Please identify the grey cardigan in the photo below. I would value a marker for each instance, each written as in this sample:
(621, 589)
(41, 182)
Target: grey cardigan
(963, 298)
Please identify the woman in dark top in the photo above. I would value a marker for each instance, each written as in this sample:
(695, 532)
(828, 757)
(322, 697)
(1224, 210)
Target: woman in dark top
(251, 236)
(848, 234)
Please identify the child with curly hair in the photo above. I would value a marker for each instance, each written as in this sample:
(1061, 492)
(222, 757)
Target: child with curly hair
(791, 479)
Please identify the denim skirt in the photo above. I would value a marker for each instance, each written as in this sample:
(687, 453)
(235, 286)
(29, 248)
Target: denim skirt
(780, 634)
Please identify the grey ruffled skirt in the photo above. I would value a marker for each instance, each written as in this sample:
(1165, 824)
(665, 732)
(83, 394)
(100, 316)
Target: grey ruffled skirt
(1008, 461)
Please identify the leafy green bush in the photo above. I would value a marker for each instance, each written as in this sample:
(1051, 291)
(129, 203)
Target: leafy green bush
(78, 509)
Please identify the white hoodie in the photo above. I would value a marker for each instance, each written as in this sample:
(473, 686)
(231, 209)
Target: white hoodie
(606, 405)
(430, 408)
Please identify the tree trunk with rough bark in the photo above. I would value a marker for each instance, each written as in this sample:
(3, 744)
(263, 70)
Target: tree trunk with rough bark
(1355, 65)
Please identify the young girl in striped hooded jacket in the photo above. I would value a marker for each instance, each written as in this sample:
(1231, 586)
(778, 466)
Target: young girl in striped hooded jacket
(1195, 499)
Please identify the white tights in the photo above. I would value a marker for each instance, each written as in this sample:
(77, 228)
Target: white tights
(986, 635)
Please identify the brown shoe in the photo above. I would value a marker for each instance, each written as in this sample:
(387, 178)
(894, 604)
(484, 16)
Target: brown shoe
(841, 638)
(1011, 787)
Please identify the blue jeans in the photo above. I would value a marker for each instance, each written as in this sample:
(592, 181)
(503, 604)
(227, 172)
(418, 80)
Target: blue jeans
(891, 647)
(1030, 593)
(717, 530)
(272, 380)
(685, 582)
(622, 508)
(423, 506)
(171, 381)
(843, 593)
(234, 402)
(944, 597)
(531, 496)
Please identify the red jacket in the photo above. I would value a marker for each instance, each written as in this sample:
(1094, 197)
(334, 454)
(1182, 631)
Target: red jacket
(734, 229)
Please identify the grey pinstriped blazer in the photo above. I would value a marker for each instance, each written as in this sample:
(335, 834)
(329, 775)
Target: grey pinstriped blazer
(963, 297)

————

Task directions >> Convert all of the material above into a Markdown table with the columns Row and Material line. Put each line in its own numbered row and leave out any blank lines.

Final result >>
| Row | Material line |
|---|---|
| 1 | Please identify the grey cardigan in the photo below. I would value a marker for each instance, each written as in this sample: |
| 2 | (621, 589) |
| 3 | (41, 182) |
| 4 | Target: grey cardigan |
| 5 | (963, 298) |
| 6 | Please identify the woman in dark top in the photo above. I would value a marker for each instance, each written as in this sample: |
| 7 | (695, 532) |
| 8 | (828, 757) |
| 9 | (322, 697) |
| 10 | (1224, 210) |
| 11 | Target: woman in dark top |
| 12 | (251, 236) |
| 13 | (848, 234) |
| 14 | Please identify the child with curly hair in the photo above. I would value a marker for each instance, each written as in this sample: |
| 15 | (1061, 492) |
| 16 | (222, 757) |
| 17 | Target: child with curly hair |
| 18 | (791, 479) |
| 19 | Please identify the denim skirt in the photo above. I would value a marker for each instance, each written as in this sample: |
| 20 | (687, 453) |
| 21 | (235, 286) |
| 22 | (29, 248) |
| 23 | Target: denim skirt |
| 24 | (780, 634) |
| 25 | Please identify the grey ruffled skirt in the photo above. I would value a marker for each instance, each written as in this sample: |
| 26 | (1165, 824) |
| 27 | (665, 732) |
| 28 | (83, 394) |
| 29 | (100, 316) |
| 30 | Target: grey ruffled skirt |
| 31 | (1008, 461) |
| 32 | Please identify the leafy green bush in the photo above. I would value a marker for each instance, each written as in this sample: |
| 33 | (1051, 291) |
| 34 | (129, 203) |
| 35 | Target: leafy green bush |
| 36 | (78, 509) |
| 37 | Please identify the white hoodie in the photo above. I would value a marker for each instance, each written as in this sample: |
| 38 | (473, 686) |
| 39 | (231, 209) |
| 40 | Target: white hoodie |
| 41 | (606, 405) |
| 42 | (430, 408) |
| 43 | Please identify the tree trunk with rough bark in the photo above. I would value a marker for each instance, each written as in this sample: |
| 44 | (3, 744) |
| 45 | (263, 70) |
| 46 | Target: tree trunk with rough bark |
| 47 | (1355, 65) |
| 48 | Please identify the young girl in striped hooded jacket in the photo above. I would value a marker for each instance, each written as in this sample: |
| 49 | (1231, 586) |
| 50 | (778, 466) |
| 51 | Target: young girl in striped hooded jacket |
| 52 | (1195, 499) |
| 53 | Please identify the white tights in the photo above. I would value a marker for each instance, each written as in this sample: |
| 54 | (77, 228) |
| 55 | Target: white tights |
| 56 | (986, 635) |
| 57 | Please identify the brown shoe in the photo above. I would value a marker for each instance, each written as in this sample: |
| 58 | (387, 178) |
| 59 | (894, 604) |
| 60 | (484, 16) |
| 61 | Target: brown shoe |
| 62 | (841, 638) |
| 63 | (1011, 787) |
| 64 | Please identify the blue jeans in the photo above. I would value a marker for each instance, each written as in this sample: |
| 65 | (592, 181) |
| 66 | (503, 604) |
| 67 | (227, 172) |
| 68 | (418, 80) |
| 69 | Target: blue jeans |
| 70 | (891, 647) |
| 71 | (1030, 593) |
| 72 | (717, 530) |
| 73 | (272, 380) |
| 74 | (685, 582) |
| 75 | (622, 508) |
| 76 | (423, 506) |
| 77 | (171, 381) |
| 78 | (843, 593) |
| 79 | (234, 402) |
| 80 | (944, 597) |
| 81 | (531, 496) |
| 82 | Please identify the red jacket in the photo above. I would value a marker for each instance, each written as in this sample: |
| 83 | (1094, 197) |
| 84 | (334, 454) |
| 85 | (1182, 631) |
| 86 | Target: red jacket |
| 87 | (734, 229) |
| 88 | Please identify the grey pinstriped blazer in the photo above. I would value a marker for each instance, each written as in this sample: |
| 89 | (335, 834) |
| 90 | (329, 775) |
| 91 | Target: grey pinstriped blazer |
| 92 | (963, 297) |